## SHORT PROBLEM
Reproduce every one of the following rows word for word.
## BEGIN RECORDS FOR THE TASK
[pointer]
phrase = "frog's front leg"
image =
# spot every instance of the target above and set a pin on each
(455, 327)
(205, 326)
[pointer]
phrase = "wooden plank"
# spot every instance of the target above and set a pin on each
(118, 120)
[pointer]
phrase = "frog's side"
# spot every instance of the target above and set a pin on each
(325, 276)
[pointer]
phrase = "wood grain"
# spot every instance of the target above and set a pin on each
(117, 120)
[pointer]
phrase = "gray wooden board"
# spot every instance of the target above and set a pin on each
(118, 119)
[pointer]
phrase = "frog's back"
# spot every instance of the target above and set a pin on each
## END RECORDS FOR THE TASK
## RESPONSE FOR THIS EXERCISE
[pointer]
phrase = "frog's front leg"
image =
# spot every instance of the target above and set a pin on each
(455, 327)
(205, 326)
[pointer]
phrase = "wooden plank"
# spot every instance of the target above and set a pin on each
(118, 120)
[pointer]
phrase = "frog's side"
# spot every instance of the target above and set a pin on each
(325, 276)
[pointer]
phrase = "wood grain"
# spot every instance of the target above and set a pin on each
(117, 120)
[pointer]
phrase = "gray wooden board"
# spot every instance of the target above and set a pin on each
(118, 119)
[pointer]
phrase = "frog's back"
# spot every instance of the target above and set a pin on each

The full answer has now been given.